## WORK TO DO
Write the material out again in full, exactly.

## AVAILABLE DATA
+++++

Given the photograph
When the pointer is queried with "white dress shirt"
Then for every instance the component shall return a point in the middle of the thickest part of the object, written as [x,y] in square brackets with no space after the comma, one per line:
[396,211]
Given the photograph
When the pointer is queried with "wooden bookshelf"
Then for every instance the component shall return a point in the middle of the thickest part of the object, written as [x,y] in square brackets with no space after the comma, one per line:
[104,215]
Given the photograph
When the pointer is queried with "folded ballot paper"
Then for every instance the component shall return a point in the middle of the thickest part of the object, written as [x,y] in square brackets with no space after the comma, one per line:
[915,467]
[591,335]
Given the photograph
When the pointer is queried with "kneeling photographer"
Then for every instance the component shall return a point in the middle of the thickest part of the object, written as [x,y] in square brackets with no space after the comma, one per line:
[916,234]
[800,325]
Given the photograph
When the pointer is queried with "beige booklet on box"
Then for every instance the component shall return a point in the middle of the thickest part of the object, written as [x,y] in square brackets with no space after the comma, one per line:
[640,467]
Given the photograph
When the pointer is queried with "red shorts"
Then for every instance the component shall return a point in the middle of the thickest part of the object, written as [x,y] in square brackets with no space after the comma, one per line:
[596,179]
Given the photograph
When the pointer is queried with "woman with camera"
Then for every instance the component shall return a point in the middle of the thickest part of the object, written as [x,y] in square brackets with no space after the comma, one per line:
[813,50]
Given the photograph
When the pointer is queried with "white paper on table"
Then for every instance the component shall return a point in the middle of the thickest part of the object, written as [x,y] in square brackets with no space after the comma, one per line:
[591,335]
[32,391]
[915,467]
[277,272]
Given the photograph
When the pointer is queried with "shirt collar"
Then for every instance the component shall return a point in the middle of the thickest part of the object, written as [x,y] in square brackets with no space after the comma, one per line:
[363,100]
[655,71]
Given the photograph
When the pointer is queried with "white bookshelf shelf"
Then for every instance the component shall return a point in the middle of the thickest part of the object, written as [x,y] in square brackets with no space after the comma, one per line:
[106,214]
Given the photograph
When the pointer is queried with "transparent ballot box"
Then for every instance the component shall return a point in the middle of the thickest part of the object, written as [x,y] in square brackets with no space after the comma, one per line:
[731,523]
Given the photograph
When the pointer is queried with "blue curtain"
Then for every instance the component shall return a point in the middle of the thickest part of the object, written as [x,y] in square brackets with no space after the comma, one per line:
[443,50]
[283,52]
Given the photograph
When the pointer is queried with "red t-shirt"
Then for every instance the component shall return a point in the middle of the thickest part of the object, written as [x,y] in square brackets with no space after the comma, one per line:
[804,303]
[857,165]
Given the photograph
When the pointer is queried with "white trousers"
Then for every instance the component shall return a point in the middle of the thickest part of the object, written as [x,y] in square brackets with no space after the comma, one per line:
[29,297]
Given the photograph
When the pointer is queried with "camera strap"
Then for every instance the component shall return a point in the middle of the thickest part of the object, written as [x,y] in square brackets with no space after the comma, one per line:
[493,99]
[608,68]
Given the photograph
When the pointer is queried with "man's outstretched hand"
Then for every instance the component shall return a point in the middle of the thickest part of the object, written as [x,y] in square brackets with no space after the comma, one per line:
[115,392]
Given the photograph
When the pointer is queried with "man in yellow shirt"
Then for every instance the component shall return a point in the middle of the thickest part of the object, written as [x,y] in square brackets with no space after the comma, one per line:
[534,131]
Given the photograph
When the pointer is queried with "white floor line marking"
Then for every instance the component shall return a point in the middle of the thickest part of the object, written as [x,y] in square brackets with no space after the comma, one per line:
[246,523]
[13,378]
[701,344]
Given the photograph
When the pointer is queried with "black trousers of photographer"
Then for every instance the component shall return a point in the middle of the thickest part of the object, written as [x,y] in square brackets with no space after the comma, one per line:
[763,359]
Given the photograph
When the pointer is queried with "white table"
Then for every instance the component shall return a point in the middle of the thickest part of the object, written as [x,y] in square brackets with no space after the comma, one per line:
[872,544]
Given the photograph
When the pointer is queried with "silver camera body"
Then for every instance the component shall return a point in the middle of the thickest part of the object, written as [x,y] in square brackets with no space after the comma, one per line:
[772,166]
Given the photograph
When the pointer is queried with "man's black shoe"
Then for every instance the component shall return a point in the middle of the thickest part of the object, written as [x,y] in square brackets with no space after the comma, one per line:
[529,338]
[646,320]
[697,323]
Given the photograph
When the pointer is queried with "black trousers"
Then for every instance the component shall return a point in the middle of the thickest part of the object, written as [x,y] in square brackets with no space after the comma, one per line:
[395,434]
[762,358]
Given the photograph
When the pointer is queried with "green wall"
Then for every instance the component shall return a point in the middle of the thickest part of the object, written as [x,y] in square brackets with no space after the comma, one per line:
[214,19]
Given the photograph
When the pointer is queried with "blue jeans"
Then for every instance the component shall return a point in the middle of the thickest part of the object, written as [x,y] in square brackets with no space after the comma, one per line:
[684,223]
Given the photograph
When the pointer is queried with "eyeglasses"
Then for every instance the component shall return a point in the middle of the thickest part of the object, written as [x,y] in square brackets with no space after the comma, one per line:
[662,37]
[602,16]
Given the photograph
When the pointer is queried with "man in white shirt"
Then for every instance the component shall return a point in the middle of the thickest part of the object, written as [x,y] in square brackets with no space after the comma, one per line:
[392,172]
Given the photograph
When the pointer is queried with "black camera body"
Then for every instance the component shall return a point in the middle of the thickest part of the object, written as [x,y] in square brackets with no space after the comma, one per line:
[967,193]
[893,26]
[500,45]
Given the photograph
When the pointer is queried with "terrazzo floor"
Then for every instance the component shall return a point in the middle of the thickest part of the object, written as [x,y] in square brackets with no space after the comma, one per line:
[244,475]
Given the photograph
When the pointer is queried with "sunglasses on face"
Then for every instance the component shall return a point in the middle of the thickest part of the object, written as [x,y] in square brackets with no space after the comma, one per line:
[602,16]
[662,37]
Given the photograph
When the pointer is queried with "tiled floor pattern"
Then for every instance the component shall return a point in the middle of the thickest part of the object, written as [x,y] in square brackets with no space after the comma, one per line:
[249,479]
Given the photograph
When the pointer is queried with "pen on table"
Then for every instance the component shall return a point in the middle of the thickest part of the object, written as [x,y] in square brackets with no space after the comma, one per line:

+++++

## RIGHT ANSWER
Given the photograph
When the pointer is queried with "white dress shirt"
Then for every instance the component shall return a point in the middle of the thickest part of the object, written as [x,y] in square brackets with no space after the comma, one per line:
[396,211]
Given the photograph
When the pointer is queried with "wooden bookshelf"
Then for every instance the component shall return a point in the middle of the thickest part of the object, written as [x,y] in square brackets with no space after the comma, one per line:
[104,215]
Given the photograph
When the pointer is queried with "folded ballot paper"
Then for every instance the component shall return a point in the middle of the thickest part of the object, written as [x,y] in square brackets with no space after the comma, one per line:
[915,467]
[591,335]
Given the photograph
When the pointer is queried with "kneeling photographer"
Then for every instance the component shall return a point in the middle of the thickest part of the object, written as [x,y] in square brackets with no space after the comma, one per line:
[916,234]
[800,325]
Given the photograph
When the pointer is queried with "beige booklet on box"
Then for every instance the component shall return a point in the middle of the thickest part of the object, written as [x,y] in square brackets with no space after the comma, one per line:
[640,467]
Given the photograph
When the pointer is queried with "red shorts"
Then for every instance the component shall return a point in the middle of the thickest part of the object, written as [x,y] in square brackets with no space after the comma, one per line:
[596,179]
Given the photograph
When the pointer is queried with "woman with camera"
Then for every instance the component shall return a point in the middle of the thickest part of the object, written as [x,y] in square brackets with no space after the comma, one per line:
[813,50]
Given the photograph
When the pointer is queried with "white paper on table"
Then for every instance the component shall return a point in the middle of the thickest part of the object, written as [x,y] in square brackets with no space after the comma, one per line:
[591,335]
[32,391]
[915,467]
[277,272]
Given the photograph
When the pointer is queried with "shirt collar"
Then for every instance the component shall return a point in the middle of the thickest part of the object, written as [x,y] in square brackets with no space after the comma, one per line:
[363,100]
[655,71]
Given the photograph
When the pointer is queried with "white bookshelf shelf"
Then for every instance the component shall return a point in the middle of the thickest part of the object, written as [x,y] in square brackets with no space after the comma, one per line:
[106,214]
Given the photograph
When the pointer is queried with "transparent ballot box"
Then for every instance the component shall return a point in the middle of the thickest part of the object, written as [x,y] in square brackets with no space after the comma, one per line:
[731,523]
Given the photograph
When the pointer is queried with "blue curtain"
Then for every instance the component shall return a point in the middle of the thickest part of the object, written as [x,y] in square brackets with no space after the comma, one per line:
[443,50]
[283,52]
Given the photograph
When the pointer is queried with "red t-shirt"
Then for every instance the component shall return a point in the middle of the thickest part of the object, written as [x,y] in square brackets with no space after the comma, one per line:
[804,303]
[857,165]
Given the photograph
When the pointer is queried with "white trousers"
Then for every instance the component shall return a point in the middle of the thickest part of the object, written as [x,y] in square brackets with no space after the comma, one per line:
[29,297]
Given the photograph
When the pointer is queried with "camera strap"
Then for every instance the component shall return a point in the middle of the thickest part of the object, written as [x,y] in square brackets with no space after the comma, one per line:
[493,99]
[608,68]
Given the photograph
When the pointer is queried with "man's outstretched hand"
Then for every instance the component shall return a point in the middle of the thickest part of the object, written as [x,y] in square brackets with no space after the comma, one per line:
[115,392]
Given the photograph
When the pointer is queried with "man in yellow shirt"
Then for every instance the component shall return a point in the middle of the thickest part of the object, written as [x,y] in square brackets with no space after the comma, one per line:
[534,131]
Given the photograph
When the pointer is queried with "white floor line marking"
Then for every instance the component shall return a point in the middle of the thickest part of the object, written as [x,y] in square brackets with no space after the comma, one per line:
[246,523]
[13,378]
[701,344]
Given the photograph
When the pointer is queried with "black trousers of photographer"
Then for every instance the component shall return a point in the middle of the thickest part of the object, written as [x,y] in square brackets with no space after the comma, one per line:
[763,359]
Given the photograph
When the pointer is queried with "white table"
Then for every instance the component shall return a point in the middle of the thickest part of the object, written as [x,y] in square brackets with no space after the comma, one per line:
[872,544]
Given the photograph
When the pointer is queried with "silver camera body"
Then for every instance the component shall return a point in the middle of the thickest part of the object, written as [x,y] in square brackets with no space after the comma, one per line:
[772,166]
Given the photograph
When the pointer is queried with "man's black shoe"
Then for every instance the component shall return a point in the middle of the thickest part of the object, written as [x,y] in square brackets with no space after the comma, one per line:
[529,338]
[646,320]
[697,323]
Given the photograph
When the pointer is queried with "black trousers"
Then for every instance the component shall return a point in the middle of the thickest part of the object, written as [x,y] in square brackets with no space after the comma, one per line:
[395,434]
[762,358]
Given the photograph
When the pointer is queried with "green wall"
Then for every instance the component shall return a point in the middle of the thickest part of the object, written as [x,y] in square brackets with no space after the comma, one per line:
[214,19]
Given the photograph
When the pointer is queried with "blue jeans"
Then for every instance the component shall return a point in the middle of the thickest part of the object, written as [x,y] in square brackets with no space after the comma, one per line:
[684,223]
Given the photograph
When the pointer is queried with "eyeglasses"
Then for every instance the component shall return a point in the middle of the thickest part of the object, written as [x,y] in square brackets with no space after the comma, one per line:
[662,37]
[602,16]
Given the photograph
When the pointer is queried with "man in white shirt"
Then for every instance the component shall return a point in the middle of the thickest part of the object, written as [x,y] in square brackets with no space after the comma, one per line:
[392,172]
Given the photograph
When the pointer is queried with "black camera body"
Then for every instance the component shall return a point in the middle of the thickest part of the object, written as [x,y] in square brackets with no space after the comma, one per line:
[967,193]
[893,26]
[500,45]
Given the photograph
When the pointer is queried with "terrazzo floor"
Then for every instance the component shall return a point in the middle of the thickest part of the object, written as [x,y] in square brackets with no space after the comma, one per line:
[244,475]
Given the photograph
When the pointer is queried with "sunglasses on face"
Then for every instance the component shall return a point in the middle of the thickest part of the object, written as [x,y] in square brackets with no space after the comma, one per line:
[602,16]
[662,37]
Given the photograph
When the pointer is queried with "tiled floor pattern"
Then for every instance the component shall return a point in the middle of the thickest part of the object, written as [x,y] in square brackets with no space after the comma, one per line:
[249,479]
Given the photograph
When the pointer is queried with "pen on table"
Then for every instance the component shall return a point in the middle of the thickest part of the object, written as [x,y] in square brackets with no space after the comma, one per line:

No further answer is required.